## Problem description
Rewrite the rows from the start through the line containing "Now the rushing", changing "instance" to "object" and keeping everything else the same. Leave out the pictures.

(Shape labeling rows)
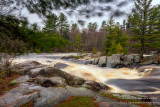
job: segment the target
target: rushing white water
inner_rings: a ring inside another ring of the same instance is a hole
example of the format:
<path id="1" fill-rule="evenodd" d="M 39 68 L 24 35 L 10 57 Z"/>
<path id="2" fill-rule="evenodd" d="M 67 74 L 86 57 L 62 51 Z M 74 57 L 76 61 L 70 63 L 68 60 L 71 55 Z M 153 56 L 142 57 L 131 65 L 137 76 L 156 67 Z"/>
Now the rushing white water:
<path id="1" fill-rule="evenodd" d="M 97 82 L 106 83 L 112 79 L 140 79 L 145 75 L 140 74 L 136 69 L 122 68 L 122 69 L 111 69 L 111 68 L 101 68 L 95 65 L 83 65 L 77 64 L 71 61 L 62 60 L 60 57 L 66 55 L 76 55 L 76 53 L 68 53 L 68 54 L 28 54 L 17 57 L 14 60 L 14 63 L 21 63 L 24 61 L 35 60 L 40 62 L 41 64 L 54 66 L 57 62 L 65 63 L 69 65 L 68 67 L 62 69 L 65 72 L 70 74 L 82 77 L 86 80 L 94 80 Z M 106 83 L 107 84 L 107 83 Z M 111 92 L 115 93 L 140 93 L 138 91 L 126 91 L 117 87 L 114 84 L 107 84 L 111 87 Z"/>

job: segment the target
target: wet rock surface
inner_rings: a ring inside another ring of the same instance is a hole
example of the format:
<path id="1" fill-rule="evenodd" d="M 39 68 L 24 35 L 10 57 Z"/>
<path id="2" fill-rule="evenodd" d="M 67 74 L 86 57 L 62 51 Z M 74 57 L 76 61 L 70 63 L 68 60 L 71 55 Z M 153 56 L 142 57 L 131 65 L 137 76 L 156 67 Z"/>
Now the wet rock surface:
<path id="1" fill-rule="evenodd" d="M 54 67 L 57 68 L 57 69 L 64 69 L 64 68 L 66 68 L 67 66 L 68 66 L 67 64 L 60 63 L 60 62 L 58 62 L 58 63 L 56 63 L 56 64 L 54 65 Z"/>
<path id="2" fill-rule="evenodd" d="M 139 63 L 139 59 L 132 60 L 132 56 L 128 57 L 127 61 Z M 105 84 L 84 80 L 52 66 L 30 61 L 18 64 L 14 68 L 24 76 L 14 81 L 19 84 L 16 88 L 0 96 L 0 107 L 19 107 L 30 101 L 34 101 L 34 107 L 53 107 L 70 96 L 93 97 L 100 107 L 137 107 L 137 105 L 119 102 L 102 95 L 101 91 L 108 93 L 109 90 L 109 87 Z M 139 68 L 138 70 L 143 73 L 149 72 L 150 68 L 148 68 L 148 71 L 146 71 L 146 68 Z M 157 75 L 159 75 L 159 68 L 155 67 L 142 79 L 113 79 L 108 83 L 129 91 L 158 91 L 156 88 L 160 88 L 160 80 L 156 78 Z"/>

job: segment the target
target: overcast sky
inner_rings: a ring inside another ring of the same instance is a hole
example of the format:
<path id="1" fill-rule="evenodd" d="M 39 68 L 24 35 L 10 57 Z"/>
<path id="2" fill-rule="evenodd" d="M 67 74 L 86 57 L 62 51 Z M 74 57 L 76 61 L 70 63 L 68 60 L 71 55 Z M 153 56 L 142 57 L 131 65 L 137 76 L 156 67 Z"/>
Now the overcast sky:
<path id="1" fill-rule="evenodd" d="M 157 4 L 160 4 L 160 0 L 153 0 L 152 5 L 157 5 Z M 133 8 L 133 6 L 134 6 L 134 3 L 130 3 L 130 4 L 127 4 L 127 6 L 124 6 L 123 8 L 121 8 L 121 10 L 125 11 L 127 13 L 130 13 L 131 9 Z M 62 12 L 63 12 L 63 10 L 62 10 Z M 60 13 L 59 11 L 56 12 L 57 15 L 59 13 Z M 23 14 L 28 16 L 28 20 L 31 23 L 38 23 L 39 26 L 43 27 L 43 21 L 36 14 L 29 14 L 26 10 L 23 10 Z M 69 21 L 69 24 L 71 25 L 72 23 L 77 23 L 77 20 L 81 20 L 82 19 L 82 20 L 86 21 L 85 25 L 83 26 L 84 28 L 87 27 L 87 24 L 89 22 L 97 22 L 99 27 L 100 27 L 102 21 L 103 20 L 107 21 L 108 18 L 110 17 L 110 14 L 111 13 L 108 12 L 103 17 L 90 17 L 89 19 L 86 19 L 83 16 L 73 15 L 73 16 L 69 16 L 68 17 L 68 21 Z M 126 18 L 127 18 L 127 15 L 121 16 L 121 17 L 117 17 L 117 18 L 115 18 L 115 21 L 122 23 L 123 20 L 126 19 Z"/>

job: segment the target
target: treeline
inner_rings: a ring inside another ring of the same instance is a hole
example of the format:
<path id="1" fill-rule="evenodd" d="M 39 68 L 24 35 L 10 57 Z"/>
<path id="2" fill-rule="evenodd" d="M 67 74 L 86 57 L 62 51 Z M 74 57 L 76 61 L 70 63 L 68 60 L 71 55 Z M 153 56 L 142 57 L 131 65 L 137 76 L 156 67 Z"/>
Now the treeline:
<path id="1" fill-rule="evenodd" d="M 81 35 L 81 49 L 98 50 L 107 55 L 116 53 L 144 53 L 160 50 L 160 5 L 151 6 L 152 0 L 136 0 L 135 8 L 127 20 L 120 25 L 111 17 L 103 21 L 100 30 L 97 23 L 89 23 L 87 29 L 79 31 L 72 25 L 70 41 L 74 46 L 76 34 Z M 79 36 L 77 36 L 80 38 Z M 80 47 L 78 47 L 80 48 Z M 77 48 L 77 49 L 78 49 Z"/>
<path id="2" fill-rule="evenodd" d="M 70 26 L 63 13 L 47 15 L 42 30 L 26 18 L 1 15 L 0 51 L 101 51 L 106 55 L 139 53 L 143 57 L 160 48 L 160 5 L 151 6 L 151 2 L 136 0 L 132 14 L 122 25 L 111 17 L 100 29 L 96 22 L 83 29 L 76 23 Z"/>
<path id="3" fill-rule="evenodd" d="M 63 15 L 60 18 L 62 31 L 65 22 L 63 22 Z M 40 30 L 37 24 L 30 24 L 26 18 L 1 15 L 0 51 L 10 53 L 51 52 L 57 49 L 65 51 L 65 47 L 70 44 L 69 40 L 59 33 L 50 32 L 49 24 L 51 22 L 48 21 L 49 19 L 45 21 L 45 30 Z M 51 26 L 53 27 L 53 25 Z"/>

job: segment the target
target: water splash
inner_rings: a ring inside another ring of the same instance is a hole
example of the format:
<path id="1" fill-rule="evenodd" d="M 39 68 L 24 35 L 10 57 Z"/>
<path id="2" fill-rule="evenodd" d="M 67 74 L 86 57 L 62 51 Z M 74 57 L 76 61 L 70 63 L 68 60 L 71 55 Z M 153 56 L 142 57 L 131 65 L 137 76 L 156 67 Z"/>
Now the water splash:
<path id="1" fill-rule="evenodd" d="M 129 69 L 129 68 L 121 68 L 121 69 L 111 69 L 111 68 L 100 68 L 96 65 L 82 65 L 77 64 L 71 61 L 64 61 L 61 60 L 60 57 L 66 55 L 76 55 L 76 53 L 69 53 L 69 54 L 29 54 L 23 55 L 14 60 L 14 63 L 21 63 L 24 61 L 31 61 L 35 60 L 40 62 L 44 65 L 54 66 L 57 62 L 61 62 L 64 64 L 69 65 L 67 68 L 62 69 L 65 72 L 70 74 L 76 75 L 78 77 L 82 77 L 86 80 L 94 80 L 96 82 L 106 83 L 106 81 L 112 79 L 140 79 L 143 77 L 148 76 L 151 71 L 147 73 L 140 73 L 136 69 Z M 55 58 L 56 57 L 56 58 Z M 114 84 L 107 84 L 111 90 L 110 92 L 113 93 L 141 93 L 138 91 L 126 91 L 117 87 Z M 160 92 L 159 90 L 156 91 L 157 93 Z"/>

## Completed exercise
job: segment the target
target: rushing white water
inner_rings: a ring inside another ring of the same object is a hole
example of the format:
<path id="1" fill-rule="evenodd" d="M 39 68 L 24 35 L 10 57 Z"/>
<path id="2" fill-rule="evenodd" d="M 67 74 L 86 57 L 62 51 Z M 74 57 L 76 61 L 70 63 L 68 60 L 71 55 Z M 153 56 L 142 57 L 131 65 L 137 76 L 156 67 Z"/>
Now the rushing white water:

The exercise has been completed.